▶ [What is needed]: Copy every one of the rows below word for word, leaving out the pictures.

▶ [Input for this task]:
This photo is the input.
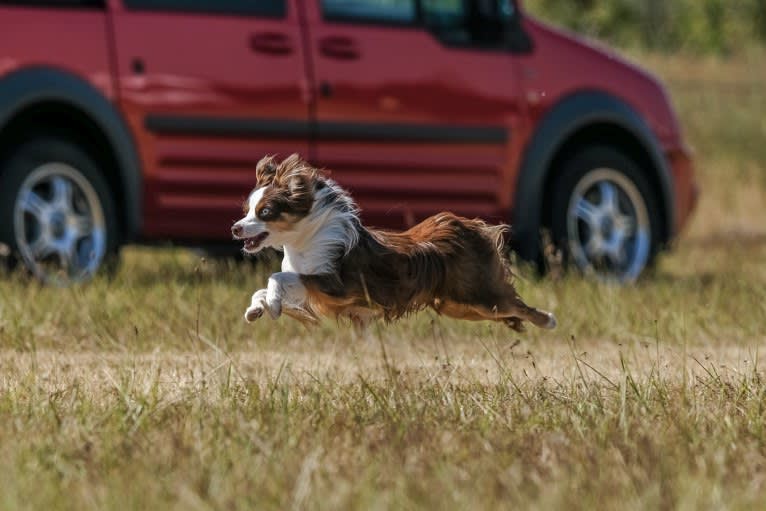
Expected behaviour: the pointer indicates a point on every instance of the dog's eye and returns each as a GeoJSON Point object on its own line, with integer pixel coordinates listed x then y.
{"type": "Point", "coordinates": [266, 213]}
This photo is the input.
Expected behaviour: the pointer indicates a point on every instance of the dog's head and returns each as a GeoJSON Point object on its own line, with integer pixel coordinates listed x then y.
{"type": "Point", "coordinates": [283, 196]}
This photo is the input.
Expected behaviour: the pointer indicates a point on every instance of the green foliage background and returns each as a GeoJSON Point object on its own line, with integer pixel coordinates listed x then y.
{"type": "Point", "coordinates": [695, 26]}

▶ [Worked answer]:
This photo is the input.
Expected behaviour: the pointer indicates a point on every instance of the dog's eye and returns each as a GeoJSON Point object on its own line, with integer pixel coordinates listed x then y.
{"type": "Point", "coordinates": [266, 213]}
This photo is the input.
Expected behaviour: the pointer indicates a point on every instance of the dog's head and returns each as a GeoJSON Point object on its own line, with integer pixel coordinates listed x then y.
{"type": "Point", "coordinates": [283, 196]}
This photo is the input.
Expected behaviour: the pointer indicates a point on every instance of the green foliage background and returns each as a GeoJSON Point object on its own line, with integer pixel coordinates listed x then y.
{"type": "Point", "coordinates": [695, 26]}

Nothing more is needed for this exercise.